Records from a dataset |
-=-=-=-=-

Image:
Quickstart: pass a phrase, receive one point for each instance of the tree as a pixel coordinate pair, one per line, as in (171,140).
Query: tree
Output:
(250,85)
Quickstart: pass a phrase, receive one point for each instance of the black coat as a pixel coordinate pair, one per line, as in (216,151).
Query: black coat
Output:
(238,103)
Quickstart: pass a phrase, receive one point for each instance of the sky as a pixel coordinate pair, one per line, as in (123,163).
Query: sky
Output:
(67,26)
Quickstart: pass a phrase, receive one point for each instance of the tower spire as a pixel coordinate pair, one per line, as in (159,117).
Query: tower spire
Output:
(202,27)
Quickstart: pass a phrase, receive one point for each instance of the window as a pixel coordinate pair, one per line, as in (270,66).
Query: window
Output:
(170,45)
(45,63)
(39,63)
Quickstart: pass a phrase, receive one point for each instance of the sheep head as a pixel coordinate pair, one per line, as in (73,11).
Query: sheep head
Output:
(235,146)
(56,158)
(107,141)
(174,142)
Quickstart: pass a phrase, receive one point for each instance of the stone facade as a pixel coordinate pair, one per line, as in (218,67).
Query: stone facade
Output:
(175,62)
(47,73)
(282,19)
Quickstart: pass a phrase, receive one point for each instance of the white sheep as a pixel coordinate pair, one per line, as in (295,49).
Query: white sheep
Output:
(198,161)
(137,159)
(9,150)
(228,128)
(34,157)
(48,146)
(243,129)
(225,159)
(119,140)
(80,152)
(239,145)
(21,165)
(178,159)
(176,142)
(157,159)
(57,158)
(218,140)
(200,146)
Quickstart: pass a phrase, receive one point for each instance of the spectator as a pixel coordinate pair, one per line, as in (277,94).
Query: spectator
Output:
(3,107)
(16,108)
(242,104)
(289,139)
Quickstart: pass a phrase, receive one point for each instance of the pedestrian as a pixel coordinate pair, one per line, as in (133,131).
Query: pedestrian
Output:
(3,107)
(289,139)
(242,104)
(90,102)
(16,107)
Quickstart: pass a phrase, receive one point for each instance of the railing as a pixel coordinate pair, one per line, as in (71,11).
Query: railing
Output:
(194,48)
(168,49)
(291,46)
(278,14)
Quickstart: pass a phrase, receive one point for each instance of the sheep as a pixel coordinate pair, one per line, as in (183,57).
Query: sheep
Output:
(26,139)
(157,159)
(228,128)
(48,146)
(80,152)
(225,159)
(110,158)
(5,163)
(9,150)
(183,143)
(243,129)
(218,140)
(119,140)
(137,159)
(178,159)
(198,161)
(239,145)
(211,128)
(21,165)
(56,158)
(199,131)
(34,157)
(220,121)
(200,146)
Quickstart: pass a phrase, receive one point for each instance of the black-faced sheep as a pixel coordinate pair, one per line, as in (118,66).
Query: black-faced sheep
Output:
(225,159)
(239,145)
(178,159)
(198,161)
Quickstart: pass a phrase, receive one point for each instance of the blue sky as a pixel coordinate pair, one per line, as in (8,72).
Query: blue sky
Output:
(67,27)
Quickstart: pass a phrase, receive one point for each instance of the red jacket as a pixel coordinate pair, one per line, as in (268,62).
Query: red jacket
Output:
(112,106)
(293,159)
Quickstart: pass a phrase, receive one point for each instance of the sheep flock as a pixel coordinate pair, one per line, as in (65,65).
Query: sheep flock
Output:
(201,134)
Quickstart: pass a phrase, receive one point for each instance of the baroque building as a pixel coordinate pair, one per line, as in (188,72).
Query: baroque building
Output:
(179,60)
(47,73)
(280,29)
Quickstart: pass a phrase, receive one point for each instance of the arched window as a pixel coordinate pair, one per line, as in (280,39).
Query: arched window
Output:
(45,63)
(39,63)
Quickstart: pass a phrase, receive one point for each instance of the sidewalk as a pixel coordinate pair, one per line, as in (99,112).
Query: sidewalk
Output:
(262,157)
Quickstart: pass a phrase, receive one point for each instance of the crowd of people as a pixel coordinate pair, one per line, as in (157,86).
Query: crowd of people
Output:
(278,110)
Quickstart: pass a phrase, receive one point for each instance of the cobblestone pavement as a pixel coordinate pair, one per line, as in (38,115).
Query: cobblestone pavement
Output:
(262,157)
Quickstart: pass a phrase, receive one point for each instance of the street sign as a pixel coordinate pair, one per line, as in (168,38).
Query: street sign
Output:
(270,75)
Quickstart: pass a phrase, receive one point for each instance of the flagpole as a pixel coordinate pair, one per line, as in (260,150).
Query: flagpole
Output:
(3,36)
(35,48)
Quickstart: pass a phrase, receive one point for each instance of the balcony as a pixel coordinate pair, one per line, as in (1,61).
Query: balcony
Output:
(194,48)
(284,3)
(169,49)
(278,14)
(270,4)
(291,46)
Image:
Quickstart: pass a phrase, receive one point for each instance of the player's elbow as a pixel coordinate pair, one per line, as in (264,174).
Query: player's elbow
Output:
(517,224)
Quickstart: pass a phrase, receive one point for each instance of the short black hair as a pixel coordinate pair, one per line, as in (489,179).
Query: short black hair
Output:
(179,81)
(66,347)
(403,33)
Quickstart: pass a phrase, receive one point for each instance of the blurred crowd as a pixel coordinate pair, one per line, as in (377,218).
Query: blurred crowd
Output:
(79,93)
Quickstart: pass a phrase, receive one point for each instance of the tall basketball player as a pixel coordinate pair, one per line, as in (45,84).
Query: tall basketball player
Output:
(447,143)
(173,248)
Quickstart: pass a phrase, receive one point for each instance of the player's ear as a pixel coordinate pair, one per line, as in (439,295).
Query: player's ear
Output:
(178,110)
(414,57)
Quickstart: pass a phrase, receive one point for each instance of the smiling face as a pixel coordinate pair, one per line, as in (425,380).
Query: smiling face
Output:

-=-=-=-=-

How to complete this task | The reply must present every entry, transcribed with its exact wording.

Reply to the task |
Image:
Quickstart: pass a phrase, receive one point for each instance of the tree as a pixel coordinate pair, one per line, as in (171,140).
Query: tree
Output:
(250,85)
Quickstart: pass a phrase, receive one point for each instance of the black coat as a pixel coordinate pair, one per line, as in (216,151).
Query: black coat
Output:
(238,103)
Quickstart: pass a phrase, receive one point for each instance of the sky as a pixel coordinate pair, one per line, as in (123,163).
Query: sky
Output:
(67,26)
Quickstart: pass a phrase, receive one point for each instance of the tower spire as a pixel coordinate pair, one per line, as in (159,117).
Query: tower spire
Output:
(202,27)
Quickstart: pass a phrase, receive one point for each instance of the window as a pixel coordinate pair, one per line, as in (270,66).
Query: window
Output:
(170,45)
(45,63)
(39,63)
Quickstart: pass a phrase, receive one point for each instance of the sheep head as a pixel coordinate pair, one per line, as in (73,11).
Query: sheep head
Output:
(235,146)
(56,158)
(107,141)
(174,142)
Quickstart: pass a phrase, receive one point for each instance of the stone facade as a pixel coordinate pair, one per line, as in (218,67).
Query: stone facade
Output:
(175,62)
(47,73)
(282,19)
Quickstart: pass a phrase, receive one point for each instance of the white sheep as a pixel coordinate pair, one per line, as in (295,49).
Query: white sheep
Output:
(198,161)
(137,159)
(9,150)
(228,128)
(34,157)
(48,146)
(243,129)
(225,159)
(119,140)
(80,152)
(239,145)
(21,165)
(178,159)
(176,142)
(157,159)
(57,158)
(218,140)
(200,146)
Quickstart: pass a phrase, receive one point for each instance of the spectator as a pixel coordinate pair, one per line, as in (277,94).
Query: spectator
Output:
(3,107)
(16,108)
(242,104)
(289,139)
Quickstart: pass a phrase, receive one point for each instance of the pedestrian as a pixel coordinate pair, one per line, as in (133,131).
Query: pedestrian
Output:
(3,107)
(289,139)
(242,104)
(90,102)
(16,107)
Quickstart: pass a phrase, receive one point for each instance of the railing as a pixel coordinate pair, one per line, as in (71,11).
Query: railing
Output:
(194,48)
(168,49)
(291,46)
(278,14)
Quickstart: pass a phrase, receive one point for each instance of the sheep as a pixel coordinate pair, one per line, as in (183,57).
Query: sheep
Output:
(26,139)
(157,159)
(228,128)
(48,146)
(80,152)
(225,159)
(110,158)
(5,163)
(9,150)
(183,143)
(243,129)
(218,140)
(119,140)
(137,159)
(178,159)
(198,161)
(239,145)
(211,128)
(21,165)
(56,158)
(199,131)
(34,157)
(220,121)
(200,146)
Quickstart: pass a phrase, receive one point for each instance of the black-faced sheep as a pixel coordinate pair, one per line, as in (118,66).
Query: black-faced sheep
Output:
(225,159)
(239,145)
(178,159)
(198,161)
Quickstart: pass a phrase, receive one point for each instance of the blue sky as a pixel coordinate pair, one per line, as in (8,72).
Query: blue sky
Output:
(67,27)
Quickstart: pass a phrase, receive one point for each instance of the red jacket as a pixel coordinate pair, one per line, as in (268,62).
Query: red jacket
Output:
(112,106)
(293,159)
Quickstart: pass a phrase, receive one point for each instance of the sheep flock as a pixel coordinate pair, one per line, as in (65,65).
Query: sheep flock
Output:
(201,134)
Quickstart: pass a phrase, receive one point for each instance of the baroque building as a pixel coordinate pair, one per line, as in (188,72).
Query: baroque building
Output:
(179,60)
(47,73)
(280,29)
Quickstart: pass a phrase, receive one point for each instance of the arched window as a pixel coordinate pair, one per line, as in (280,39).
Query: arched window
Output:
(45,63)
(39,63)
Quickstart: pass a phrase, receive one point for each instance of the sidewalk as a pixel coordinate pair, one per line, as in (99,112).
Query: sidewalk
Output:
(262,157)
Quickstart: pass a phrase, receive one point for each instance of the crowd of people as a pixel coordinate pair, one per line, as in (157,86).
Query: crowd of people
Output:
(278,110)
Quickstart: pass a phrase, receive one point for each instance of the cobblestone pavement as a pixel coordinate pair, one per line, as in (38,115).
Query: cobblestone pavement
Output:
(262,157)
Quickstart: pass a phrase, receive one point for each instance of the street sign as a pixel coordinate pair, one per line, as in (168,38).
Query: street sign
Output:
(270,75)
Quickstart: pass a phrase, receive one point for each instance of the flagpole as a pixel coordinate pair, one per line, as in (260,150).
Query: flagpole
Output:
(3,36)
(35,48)
Quickstart: pass a phrase, receive one point for each instance of the balcony as a pixel coordinate pair, one per line, as in (1,61).
Query: balcony
Output:
(194,48)
(284,3)
(169,49)
(278,14)
(270,4)
(291,46)
Image:
Quickstart: pass a phrase, receive one point for each instance of the player's elbow as a pixel coordinate pair, one per line, as in (264,174).
Query: player's elbow
Output:
(517,224)
Quickstart: pass a phrase, receive one point for each instance of the short black hair as a pixel coordinate pair, one per line, as in (489,179).
Query: short black hair
Output:
(179,81)
(66,347)
(403,33)
Quickstart: pass a phrase, receive one point for each instance of the blurred crowd as a pixel coordinate pair, one per line, as in (377,218).
Query: blurred crowd
Output:
(79,93)
Quickstart: pass a phrase, receive one point for each instance of the tall basketball player as a pixel coordinate pair, one per line, as in (45,84).
Query: tall basketball player
Output:
(447,143)
(173,248)
Quickstart: pass a phrase, receive one point for each instance of the player's ear as a pixel coordinate pair, one per line, as in (439,295).
Query: player's ear
Output:
(178,110)
(414,57)
Quickstart: pass a phrase, receive one point for each instance of the smiling face as a pixel coordinate pair, one per line, as in (425,380).
Query: smiling face
Output:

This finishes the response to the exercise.